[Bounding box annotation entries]
|---|

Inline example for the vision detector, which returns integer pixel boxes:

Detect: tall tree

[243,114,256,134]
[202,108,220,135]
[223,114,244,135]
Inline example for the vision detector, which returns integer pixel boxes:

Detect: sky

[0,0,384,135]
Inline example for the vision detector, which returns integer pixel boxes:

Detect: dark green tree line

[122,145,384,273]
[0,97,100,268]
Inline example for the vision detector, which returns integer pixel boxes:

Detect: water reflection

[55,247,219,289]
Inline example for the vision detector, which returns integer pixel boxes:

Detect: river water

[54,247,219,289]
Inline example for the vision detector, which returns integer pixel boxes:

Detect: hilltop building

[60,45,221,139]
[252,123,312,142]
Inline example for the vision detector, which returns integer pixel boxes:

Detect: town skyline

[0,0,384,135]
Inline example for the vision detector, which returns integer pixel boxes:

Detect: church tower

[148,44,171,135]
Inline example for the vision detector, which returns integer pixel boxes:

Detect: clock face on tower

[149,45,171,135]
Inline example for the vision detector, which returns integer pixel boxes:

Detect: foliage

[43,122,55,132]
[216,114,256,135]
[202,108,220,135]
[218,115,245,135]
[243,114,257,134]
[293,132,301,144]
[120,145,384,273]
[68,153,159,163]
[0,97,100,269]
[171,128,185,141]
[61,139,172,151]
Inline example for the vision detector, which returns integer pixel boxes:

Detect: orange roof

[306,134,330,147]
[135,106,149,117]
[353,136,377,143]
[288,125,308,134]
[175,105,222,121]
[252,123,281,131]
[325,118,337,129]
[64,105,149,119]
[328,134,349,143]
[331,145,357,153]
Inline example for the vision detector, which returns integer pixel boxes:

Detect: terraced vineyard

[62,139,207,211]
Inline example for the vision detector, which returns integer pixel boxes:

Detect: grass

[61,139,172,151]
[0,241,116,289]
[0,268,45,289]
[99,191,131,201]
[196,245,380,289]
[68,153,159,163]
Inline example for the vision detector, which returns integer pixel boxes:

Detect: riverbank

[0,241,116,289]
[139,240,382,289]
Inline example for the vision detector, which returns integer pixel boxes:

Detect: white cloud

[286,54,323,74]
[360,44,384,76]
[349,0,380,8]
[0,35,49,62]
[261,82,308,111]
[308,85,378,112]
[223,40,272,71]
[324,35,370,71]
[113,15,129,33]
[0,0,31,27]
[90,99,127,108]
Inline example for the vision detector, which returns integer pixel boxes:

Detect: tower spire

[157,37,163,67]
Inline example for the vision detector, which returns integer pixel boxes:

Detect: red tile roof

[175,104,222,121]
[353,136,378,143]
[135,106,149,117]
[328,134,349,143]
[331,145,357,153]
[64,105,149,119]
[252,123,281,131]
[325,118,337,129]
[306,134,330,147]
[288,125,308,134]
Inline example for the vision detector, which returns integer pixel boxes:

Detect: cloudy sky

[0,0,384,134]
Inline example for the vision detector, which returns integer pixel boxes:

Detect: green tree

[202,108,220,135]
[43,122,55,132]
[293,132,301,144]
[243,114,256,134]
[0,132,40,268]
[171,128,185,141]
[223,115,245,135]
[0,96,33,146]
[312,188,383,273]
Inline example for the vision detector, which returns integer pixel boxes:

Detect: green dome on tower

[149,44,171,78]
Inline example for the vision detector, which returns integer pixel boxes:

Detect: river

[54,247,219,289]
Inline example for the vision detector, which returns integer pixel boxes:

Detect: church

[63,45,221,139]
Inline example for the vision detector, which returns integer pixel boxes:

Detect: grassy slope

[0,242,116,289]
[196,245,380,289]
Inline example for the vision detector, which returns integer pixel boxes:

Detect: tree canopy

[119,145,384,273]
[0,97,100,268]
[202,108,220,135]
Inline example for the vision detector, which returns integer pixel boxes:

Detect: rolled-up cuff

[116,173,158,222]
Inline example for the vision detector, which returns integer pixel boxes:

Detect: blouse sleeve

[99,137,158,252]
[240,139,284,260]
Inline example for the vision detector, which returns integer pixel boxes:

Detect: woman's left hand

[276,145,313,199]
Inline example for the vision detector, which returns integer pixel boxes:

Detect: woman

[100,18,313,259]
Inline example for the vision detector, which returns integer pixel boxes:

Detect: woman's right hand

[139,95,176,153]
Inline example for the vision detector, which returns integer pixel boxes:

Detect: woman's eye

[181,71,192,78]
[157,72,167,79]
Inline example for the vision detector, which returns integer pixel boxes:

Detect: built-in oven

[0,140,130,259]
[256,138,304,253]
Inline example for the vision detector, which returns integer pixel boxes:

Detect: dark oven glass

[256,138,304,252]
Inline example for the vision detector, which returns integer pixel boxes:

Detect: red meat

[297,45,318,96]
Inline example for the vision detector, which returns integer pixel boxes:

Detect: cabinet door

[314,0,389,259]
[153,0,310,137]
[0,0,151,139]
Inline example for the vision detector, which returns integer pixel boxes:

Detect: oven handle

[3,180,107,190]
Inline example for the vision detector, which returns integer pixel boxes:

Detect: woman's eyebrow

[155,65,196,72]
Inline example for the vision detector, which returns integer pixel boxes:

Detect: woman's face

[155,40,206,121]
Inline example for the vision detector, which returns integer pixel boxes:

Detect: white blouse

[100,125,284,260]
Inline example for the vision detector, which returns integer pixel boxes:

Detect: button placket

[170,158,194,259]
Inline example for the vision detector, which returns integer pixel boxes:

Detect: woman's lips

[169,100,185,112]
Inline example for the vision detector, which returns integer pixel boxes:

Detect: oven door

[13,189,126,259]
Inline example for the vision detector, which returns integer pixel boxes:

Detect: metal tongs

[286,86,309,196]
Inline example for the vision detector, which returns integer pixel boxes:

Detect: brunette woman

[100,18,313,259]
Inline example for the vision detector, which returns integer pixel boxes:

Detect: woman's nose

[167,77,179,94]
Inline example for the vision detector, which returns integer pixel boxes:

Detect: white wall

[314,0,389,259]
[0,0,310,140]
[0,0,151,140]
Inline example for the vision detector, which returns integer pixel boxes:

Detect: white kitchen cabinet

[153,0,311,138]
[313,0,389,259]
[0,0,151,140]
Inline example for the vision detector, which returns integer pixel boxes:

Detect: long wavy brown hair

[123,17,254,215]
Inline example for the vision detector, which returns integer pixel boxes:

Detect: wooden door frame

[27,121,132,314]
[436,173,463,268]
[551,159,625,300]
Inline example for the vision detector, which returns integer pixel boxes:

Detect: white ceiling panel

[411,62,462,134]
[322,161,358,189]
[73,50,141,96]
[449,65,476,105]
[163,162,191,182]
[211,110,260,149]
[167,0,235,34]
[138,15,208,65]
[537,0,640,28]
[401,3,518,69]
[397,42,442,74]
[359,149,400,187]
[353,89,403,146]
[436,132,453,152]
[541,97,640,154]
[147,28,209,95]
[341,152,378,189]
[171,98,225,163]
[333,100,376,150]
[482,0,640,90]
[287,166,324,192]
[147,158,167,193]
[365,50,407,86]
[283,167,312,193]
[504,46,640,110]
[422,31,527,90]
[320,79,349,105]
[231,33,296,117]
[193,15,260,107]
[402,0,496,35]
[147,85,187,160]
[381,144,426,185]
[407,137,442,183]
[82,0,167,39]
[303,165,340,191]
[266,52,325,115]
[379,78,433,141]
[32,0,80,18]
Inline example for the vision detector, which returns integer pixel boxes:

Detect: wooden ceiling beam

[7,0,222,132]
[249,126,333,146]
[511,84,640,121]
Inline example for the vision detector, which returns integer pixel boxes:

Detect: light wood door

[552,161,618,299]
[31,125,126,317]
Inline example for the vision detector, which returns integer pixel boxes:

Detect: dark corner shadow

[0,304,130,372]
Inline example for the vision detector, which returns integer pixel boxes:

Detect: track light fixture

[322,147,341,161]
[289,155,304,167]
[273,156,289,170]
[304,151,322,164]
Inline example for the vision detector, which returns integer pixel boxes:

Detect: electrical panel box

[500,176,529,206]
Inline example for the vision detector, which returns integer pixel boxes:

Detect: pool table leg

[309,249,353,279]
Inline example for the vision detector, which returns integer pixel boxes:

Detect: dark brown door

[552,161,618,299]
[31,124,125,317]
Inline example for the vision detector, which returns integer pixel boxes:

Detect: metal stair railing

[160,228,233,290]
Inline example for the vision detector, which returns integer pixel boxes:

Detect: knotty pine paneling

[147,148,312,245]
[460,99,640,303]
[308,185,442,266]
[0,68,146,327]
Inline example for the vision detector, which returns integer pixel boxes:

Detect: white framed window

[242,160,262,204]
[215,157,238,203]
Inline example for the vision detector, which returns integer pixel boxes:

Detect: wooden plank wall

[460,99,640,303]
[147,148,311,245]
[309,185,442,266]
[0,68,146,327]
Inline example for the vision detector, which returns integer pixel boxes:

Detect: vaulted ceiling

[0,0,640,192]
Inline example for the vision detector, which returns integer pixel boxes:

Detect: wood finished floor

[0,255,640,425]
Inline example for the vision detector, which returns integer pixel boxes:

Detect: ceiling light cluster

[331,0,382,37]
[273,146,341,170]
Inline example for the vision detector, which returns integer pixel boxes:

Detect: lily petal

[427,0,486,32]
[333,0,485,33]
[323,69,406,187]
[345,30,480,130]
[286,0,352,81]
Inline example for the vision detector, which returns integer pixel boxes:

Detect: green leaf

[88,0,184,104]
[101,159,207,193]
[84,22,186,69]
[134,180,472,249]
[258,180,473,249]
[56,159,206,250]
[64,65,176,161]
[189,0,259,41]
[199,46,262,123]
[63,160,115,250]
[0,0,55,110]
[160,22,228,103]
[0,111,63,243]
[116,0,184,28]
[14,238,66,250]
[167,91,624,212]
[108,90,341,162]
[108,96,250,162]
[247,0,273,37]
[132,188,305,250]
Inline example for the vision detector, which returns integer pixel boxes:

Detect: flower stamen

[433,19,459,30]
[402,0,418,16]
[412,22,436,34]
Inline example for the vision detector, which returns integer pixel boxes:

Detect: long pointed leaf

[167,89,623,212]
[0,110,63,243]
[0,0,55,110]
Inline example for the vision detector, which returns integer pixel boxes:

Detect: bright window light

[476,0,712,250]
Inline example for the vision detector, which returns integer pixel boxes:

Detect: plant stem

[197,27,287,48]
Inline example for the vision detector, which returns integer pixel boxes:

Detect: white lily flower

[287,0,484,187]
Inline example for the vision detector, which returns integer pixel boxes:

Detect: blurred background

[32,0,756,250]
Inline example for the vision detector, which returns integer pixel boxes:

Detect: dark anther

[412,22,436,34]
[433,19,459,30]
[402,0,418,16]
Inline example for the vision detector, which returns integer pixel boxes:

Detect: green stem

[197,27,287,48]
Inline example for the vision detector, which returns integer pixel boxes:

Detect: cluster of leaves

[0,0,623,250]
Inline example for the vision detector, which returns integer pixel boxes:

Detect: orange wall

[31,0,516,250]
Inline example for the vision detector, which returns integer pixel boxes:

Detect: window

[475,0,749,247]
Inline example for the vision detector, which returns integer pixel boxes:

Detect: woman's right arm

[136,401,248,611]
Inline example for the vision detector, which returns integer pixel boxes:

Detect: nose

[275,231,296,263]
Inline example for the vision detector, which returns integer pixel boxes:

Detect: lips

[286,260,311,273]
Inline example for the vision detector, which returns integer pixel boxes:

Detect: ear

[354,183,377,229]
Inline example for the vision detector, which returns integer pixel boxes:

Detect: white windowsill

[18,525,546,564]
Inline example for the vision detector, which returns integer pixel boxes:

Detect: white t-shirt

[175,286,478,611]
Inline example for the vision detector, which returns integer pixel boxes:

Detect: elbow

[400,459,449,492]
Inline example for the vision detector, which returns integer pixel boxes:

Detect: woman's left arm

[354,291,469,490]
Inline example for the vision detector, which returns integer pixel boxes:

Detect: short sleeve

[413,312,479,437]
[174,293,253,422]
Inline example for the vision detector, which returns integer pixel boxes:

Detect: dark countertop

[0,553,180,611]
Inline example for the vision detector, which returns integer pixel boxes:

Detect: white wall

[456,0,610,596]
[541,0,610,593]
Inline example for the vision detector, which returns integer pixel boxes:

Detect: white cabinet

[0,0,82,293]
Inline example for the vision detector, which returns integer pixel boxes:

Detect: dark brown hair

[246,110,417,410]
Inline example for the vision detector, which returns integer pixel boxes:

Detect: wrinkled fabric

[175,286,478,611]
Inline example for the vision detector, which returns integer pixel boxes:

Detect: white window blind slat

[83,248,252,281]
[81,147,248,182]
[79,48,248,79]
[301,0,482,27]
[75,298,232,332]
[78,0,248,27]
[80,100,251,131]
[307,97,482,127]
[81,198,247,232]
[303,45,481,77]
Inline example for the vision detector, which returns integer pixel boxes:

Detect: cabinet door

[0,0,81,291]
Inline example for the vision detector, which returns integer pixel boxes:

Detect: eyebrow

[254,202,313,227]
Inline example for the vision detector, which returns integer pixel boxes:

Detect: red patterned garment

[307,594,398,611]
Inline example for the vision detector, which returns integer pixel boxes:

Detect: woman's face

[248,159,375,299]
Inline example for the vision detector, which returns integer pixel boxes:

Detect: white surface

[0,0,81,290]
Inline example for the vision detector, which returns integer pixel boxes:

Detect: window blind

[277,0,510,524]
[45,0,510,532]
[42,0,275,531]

|---|

§ Given problem
Count the lines of the data above that contain the string "cluster", with case taken into account. Give only the number.

§ Response
2